Work to do: Quote every line as written. Omit pictures.

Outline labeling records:
- - - -

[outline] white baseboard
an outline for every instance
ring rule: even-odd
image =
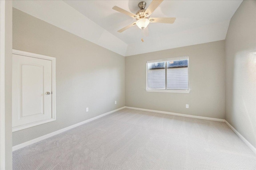
[[[93,117],[88,120],[83,121],[82,122],[78,123],[76,123],[74,125],[72,125],[67,127],[65,127],[64,128],[62,129],[61,129],[58,130],[57,131],[55,131],[55,132],[53,132],[51,133],[48,134],[47,135],[45,135],[44,136],[42,136],[41,137],[38,137],[37,138],[32,139],[29,141],[28,141],[27,142],[24,142],[24,143],[22,143],[16,146],[14,146],[14,147],[12,147],[12,151],[14,151],[14,150],[16,150],[18,149],[20,149],[21,148],[23,148],[24,147],[26,147],[27,146],[29,145],[30,145],[33,144],[33,143],[39,142],[42,140],[45,139],[46,139],[49,138],[50,137],[52,137],[52,136],[58,134],[59,133],[62,133],[63,132],[64,132],[65,131],[70,129],[72,128],[74,128],[74,127],[76,127],[77,126],[80,126],[80,125],[82,125],[83,124],[92,121],[96,119],[98,119],[104,116],[106,116],[106,115],[114,113],[118,110],[124,109],[124,108],[125,108],[125,106],[119,108],[119,109],[117,109],[115,110],[112,110],[112,111],[109,111],[108,112],[106,113],[105,113],[101,114],[100,115],[99,115],[98,116],[96,116],[96,117]]]
[[[26,147],[27,146],[28,146],[32,144],[33,143],[36,143],[36,142],[39,142],[42,140],[45,139],[46,139],[48,138],[49,137],[51,137],[56,135],[58,134],[59,133],[60,133],[62,132],[64,132],[65,131],[70,129],[72,128],[74,128],[74,127],[76,127],[80,125],[82,125],[83,124],[86,123],[88,123],[90,121],[92,121],[94,120],[95,120],[96,119],[98,119],[100,117],[102,117],[107,115],[109,114],[112,113],[118,110],[124,109],[125,108],[126,108],[128,109],[134,109],[136,110],[142,110],[144,111],[151,111],[153,112],[159,113],[160,113],[167,114],[169,115],[175,115],[183,116],[185,117],[192,117],[192,118],[200,119],[205,119],[205,120],[213,120],[214,121],[222,121],[222,122],[225,122],[228,125],[228,127],[230,127],[230,129],[232,129],[233,131],[234,131],[235,133],[236,133],[238,136],[238,137],[239,137],[242,139],[242,140],[244,142],[244,143],[245,143],[245,144],[255,153],[256,154],[256,149],[254,148],[254,147],[252,146],[252,144],[251,144],[248,141],[247,141],[245,138],[244,138],[244,137],[243,137],[237,131],[236,131],[236,130],[235,128],[234,128],[234,127],[233,127],[230,124],[229,124],[228,122],[227,121],[226,121],[225,119],[221,119],[213,118],[211,117],[204,117],[202,116],[194,116],[192,115],[186,115],[184,114],[177,113],[176,113],[169,112],[168,111],[150,110],[149,109],[142,109],[140,108],[133,107],[128,107],[128,106],[124,106],[122,107],[119,108],[119,109],[117,109],[115,110],[109,111],[108,112],[102,114],[102,115],[99,115],[98,116],[96,116],[96,117],[93,117],[88,120],[86,120],[84,121],[82,121],[81,122],[78,123],[76,123],[74,125],[72,125],[68,127],[65,127],[63,129],[60,129],[57,131],[55,131],[55,132],[52,132],[48,134],[39,137],[37,138],[36,138],[35,139],[31,140],[27,142],[26,142],[24,143],[22,143],[18,145],[17,145],[14,146],[14,147],[12,147],[12,151],[17,150],[18,149],[22,148],[23,147]]]
[[[254,147],[252,146],[252,144],[250,143],[250,142],[248,141],[234,127],[231,125],[226,120],[225,120],[225,123],[228,125],[228,126],[238,136],[242,139],[243,141],[250,148],[250,149],[252,150],[253,151],[254,153],[256,154],[256,148],[254,148]]]
[[[158,110],[150,110],[149,109],[142,109],[140,108],[132,107],[125,106],[125,108],[127,109],[134,109],[136,110],[143,110],[144,111],[151,111],[153,112],[159,113],[160,113],[168,114],[169,115],[175,115],[177,116],[183,116],[185,117],[192,117],[194,118],[203,119],[205,120],[213,120],[215,121],[219,121],[225,122],[230,128],[237,135],[238,137],[254,152],[256,154],[256,148],[254,148],[250,142],[248,141],[234,127],[229,124],[228,121],[224,119],[213,118],[211,117],[204,117],[202,116],[194,116],[192,115],[185,115],[184,114],[168,112],[168,111],[160,111]]]
[[[194,116],[193,115],[186,115],[185,114],[176,113],[169,112],[168,111],[160,111],[159,110],[150,110],[149,109],[142,109],[140,108],[132,107],[125,106],[125,108],[127,109],[135,109],[136,110],[143,110],[144,111],[151,111],[152,112],[159,113],[160,113],[168,114],[168,115],[175,115],[176,116],[182,116],[184,117],[192,117],[203,119],[205,120],[213,120],[214,121],[224,122],[225,119],[221,119],[213,118],[211,117],[204,117],[202,116]]]

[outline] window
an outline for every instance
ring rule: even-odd
[[[188,57],[148,61],[147,68],[147,91],[189,92]]]

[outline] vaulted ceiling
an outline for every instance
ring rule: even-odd
[[[152,17],[176,17],[173,24],[150,23],[142,30],[119,29],[136,20],[112,9],[136,13],[142,0],[14,1],[14,7],[123,56],[225,39],[242,0],[164,0]],[[58,1],[58,2],[57,2]],[[148,6],[152,0],[144,0]],[[82,14],[82,15],[81,15]]]

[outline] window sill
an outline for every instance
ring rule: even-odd
[[[161,92],[164,93],[189,93],[190,90],[152,90],[146,89],[148,92]]]

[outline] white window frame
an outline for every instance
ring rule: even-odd
[[[13,127],[12,132],[16,132],[24,129],[56,120],[56,58],[15,49],[12,50],[12,54],[52,61],[52,118],[50,119],[42,120]]]
[[[160,63],[166,61],[175,61],[177,60],[186,60],[188,59],[188,90],[156,90],[156,89],[148,89],[148,64],[152,63]],[[157,60],[152,60],[147,61],[146,64],[146,91],[148,92],[161,92],[167,93],[189,93],[190,91],[189,88],[189,61],[188,56],[180,57],[178,57],[170,58],[169,59],[162,59]]]

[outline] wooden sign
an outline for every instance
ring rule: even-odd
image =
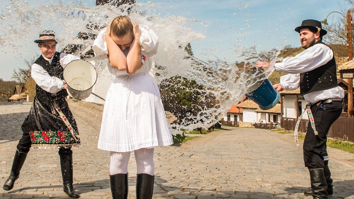
[[[343,78],[353,78],[353,73],[343,73]]]

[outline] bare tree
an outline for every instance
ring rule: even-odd
[[[38,56],[36,55],[30,60],[25,59],[24,63],[27,67],[25,69],[18,68],[17,70],[14,69],[11,78],[19,83],[21,85],[24,85],[31,77],[31,67],[38,57]]]
[[[346,0],[346,1],[344,4],[338,4],[339,12],[344,17],[346,16],[348,10],[353,7],[354,0]],[[353,12],[352,12],[352,18]],[[325,16],[323,17],[325,17]],[[329,15],[327,19],[329,25],[322,25],[323,28],[328,32],[328,34],[324,37],[324,41],[332,47],[337,56],[347,57],[346,19],[335,13]],[[354,39],[354,35],[352,35]]]

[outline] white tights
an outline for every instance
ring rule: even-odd
[[[155,171],[154,163],[154,149],[143,148],[134,151],[136,161],[137,174],[144,173],[153,176]],[[130,152],[122,153],[110,152],[111,175],[117,174],[127,174],[128,164],[130,157]]]

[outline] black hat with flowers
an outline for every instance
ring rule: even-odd
[[[51,30],[44,30],[42,33],[39,34],[39,38],[38,39],[34,40],[34,42],[37,44],[41,44],[44,41],[55,41],[57,43],[57,41],[55,40],[55,35],[54,32]]]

- - - -

Answer in full:
[outline] white baseboard
an outline for every instance
ring rule: even-odd
image =
[[[93,117],[88,120],[83,121],[82,122],[78,123],[76,123],[74,125],[72,125],[67,127],[65,127],[64,128],[62,129],[61,129],[58,130],[57,131],[55,131],[55,132],[53,132],[51,133],[48,134],[47,135],[45,135],[44,136],[42,136],[41,137],[38,137],[37,138],[32,139],[29,141],[28,141],[27,142],[24,142],[24,143],[22,143],[16,146],[14,146],[14,147],[12,147],[12,151],[14,151],[14,150],[16,150],[18,149],[20,149],[21,148],[23,148],[24,147],[26,147],[27,146],[29,145],[30,145],[33,144],[33,143],[39,142],[42,140],[45,139],[46,139],[49,138],[50,137],[52,137],[52,136],[58,134],[59,133],[62,133],[63,132],[64,132],[65,131],[70,129],[72,128],[74,128],[74,127],[76,127],[77,126],[80,126],[80,125],[82,125],[83,124],[92,121],[96,119],[98,119],[104,116],[106,116],[106,115],[114,113],[118,110],[124,109],[124,108],[125,108],[125,106],[119,108],[119,109],[117,109],[115,110],[112,110],[112,111],[109,111],[108,112],[106,113],[105,113],[101,114],[100,115],[99,115],[98,116],[96,116],[96,117]]]
[[[26,147],[27,146],[28,146],[32,144],[33,143],[36,143],[36,142],[39,142],[42,140],[45,139],[46,139],[48,138],[49,137],[51,137],[56,135],[58,134],[59,133],[60,133],[62,132],[64,132],[65,131],[70,129],[72,128],[74,128],[74,127],[76,127],[80,125],[82,125],[83,124],[86,123],[88,123],[90,121],[92,121],[94,120],[95,120],[96,119],[98,119],[100,117],[102,117],[107,115],[109,114],[112,113],[118,110],[124,109],[125,108],[126,108],[128,109],[134,109],[136,110],[142,110],[144,111],[151,111],[153,112],[159,113],[160,113],[167,114],[169,115],[175,115],[183,116],[185,117],[192,117],[192,118],[200,119],[205,119],[205,120],[213,120],[214,121],[222,121],[222,122],[225,122],[228,125],[228,127],[230,127],[230,129],[232,129],[233,131],[234,131],[235,133],[236,133],[238,136],[238,137],[239,137],[242,139],[242,140],[244,142],[244,143],[245,143],[245,144],[255,153],[256,154],[256,149],[254,148],[254,147],[252,146],[252,144],[251,144],[248,141],[247,141],[245,138],[244,138],[244,137],[243,137],[237,131],[236,131],[236,130],[235,128],[234,128],[234,127],[233,127],[230,124],[229,124],[228,122],[227,121],[226,121],[225,119],[221,119],[213,118],[211,117],[204,117],[202,116],[194,116],[192,115],[186,115],[184,114],[177,113],[176,113],[169,112],[168,111],[150,110],[149,109],[142,109],[140,108],[133,107],[128,107],[128,106],[124,106],[122,107],[119,108],[119,109],[117,109],[115,110],[109,111],[108,112],[102,114],[102,115],[99,115],[98,116],[96,116],[96,117],[93,117],[88,120],[86,120],[84,121],[82,121],[81,122],[78,123],[76,123],[74,125],[72,125],[68,127],[65,127],[63,129],[60,129],[57,131],[55,131],[55,132],[52,132],[48,134],[39,137],[37,138],[36,138],[35,139],[31,140],[27,142],[26,142],[24,143],[22,143],[18,145],[17,145],[14,146],[14,147],[12,147],[12,151],[17,150],[18,149],[22,148],[23,147]]]
[[[254,147],[252,146],[252,144],[250,143],[250,142],[248,141],[234,127],[231,125],[226,120],[225,120],[225,123],[228,125],[228,126],[238,136],[242,139],[243,141],[250,148],[250,149],[252,150],[253,151],[254,153],[256,154],[256,148],[254,148]]]
[[[158,110],[150,110],[149,109],[142,109],[140,108],[132,107],[125,106],[125,108],[127,109],[134,109],[136,110],[143,110],[144,111],[151,111],[153,112],[159,113],[160,113],[168,114],[169,115],[175,115],[177,116],[183,116],[185,117],[192,117],[194,118],[203,119],[205,120],[213,120],[215,121],[219,121],[225,122],[230,128],[237,135],[238,137],[254,152],[256,154],[256,148],[254,148],[250,142],[248,141],[234,127],[229,124],[228,121],[224,119],[213,118],[211,117],[204,117],[202,116],[194,116],[192,115],[185,115],[184,114],[168,112],[168,111],[160,111]]]
[[[194,116],[193,115],[186,115],[185,114],[176,113],[169,112],[168,111],[160,111],[159,110],[150,110],[149,109],[142,109],[140,108],[132,107],[125,106],[125,108],[127,109],[135,109],[136,110],[143,110],[144,111],[151,111],[152,112],[159,113],[160,113],[168,114],[168,115],[175,115],[176,116],[182,116],[184,117],[192,117],[203,119],[205,120],[213,120],[214,121],[224,122],[225,119],[221,119],[213,118],[211,117],[204,117],[202,116]]]

[outline] window
an outline for every instance
ring rule: even-odd
[[[188,57],[148,61],[147,68],[147,91],[189,92]]]

[outline] vaulted ceiling
an outline for every instance
ring rule: even-odd
[[[152,17],[176,17],[173,24],[150,23],[142,30],[119,29],[136,20],[112,9],[136,13],[142,0],[14,1],[14,7],[123,56],[225,39],[242,0],[164,0]],[[58,1],[58,2],[57,2]],[[148,6],[152,0],[144,0]],[[82,14],[82,15],[81,15]]]

[outline] window sill
an outline for every instance
ring rule: even-odd
[[[161,92],[164,93],[189,93],[190,90],[152,90],[146,89],[148,92]]]

[outline] white window frame
an outline for every instance
ring rule: even-odd
[[[13,127],[12,132],[16,132],[24,129],[56,120],[56,58],[15,49],[12,50],[12,54],[52,61],[52,118],[50,119],[42,120]]]
[[[160,63],[166,61],[175,61],[177,60],[186,60],[188,59],[188,90],[156,90],[156,89],[148,89],[148,64],[152,63]],[[157,60],[152,60],[147,61],[146,64],[146,91],[148,92],[161,92],[167,93],[189,93],[190,91],[189,88],[189,61],[188,56],[180,57],[178,57],[170,58],[169,59],[162,59]]]

[outline] wooden sign
an outline for every instance
ring rule: even-odd
image =
[[[343,78],[353,78],[353,73],[343,73]]]

[outline] bare tree
an outline for every instance
ring rule: even-odd
[[[38,56],[36,55],[30,60],[25,59],[24,63],[27,67],[25,69],[18,68],[17,70],[14,69],[11,78],[19,83],[21,85],[24,85],[31,77],[31,67],[38,57]]]
[[[346,0],[346,1],[344,4],[338,4],[339,12],[344,17],[346,16],[348,10],[353,7],[354,0]],[[353,12],[352,12],[352,18]],[[325,16],[323,17],[325,17]],[[329,15],[327,19],[329,25],[322,25],[323,28],[328,32],[328,34],[324,37],[324,41],[332,47],[337,56],[347,57],[346,19],[335,13]],[[354,39],[354,35],[352,35]]]

[outline] white tights
an outline for every instance
ring rule: even-odd
[[[155,171],[154,163],[154,149],[143,148],[134,151],[136,161],[137,174],[144,173],[153,176]],[[130,152],[122,153],[110,152],[111,175],[117,174],[127,174],[128,164],[130,157]]]

[outline] black hat with flowers
an outline for every instance
ring rule: even-odd
[[[51,30],[44,30],[42,33],[39,34],[39,38],[38,39],[34,40],[34,42],[37,44],[41,44],[44,41],[55,41],[57,43],[57,41],[55,40],[55,35],[54,32]]]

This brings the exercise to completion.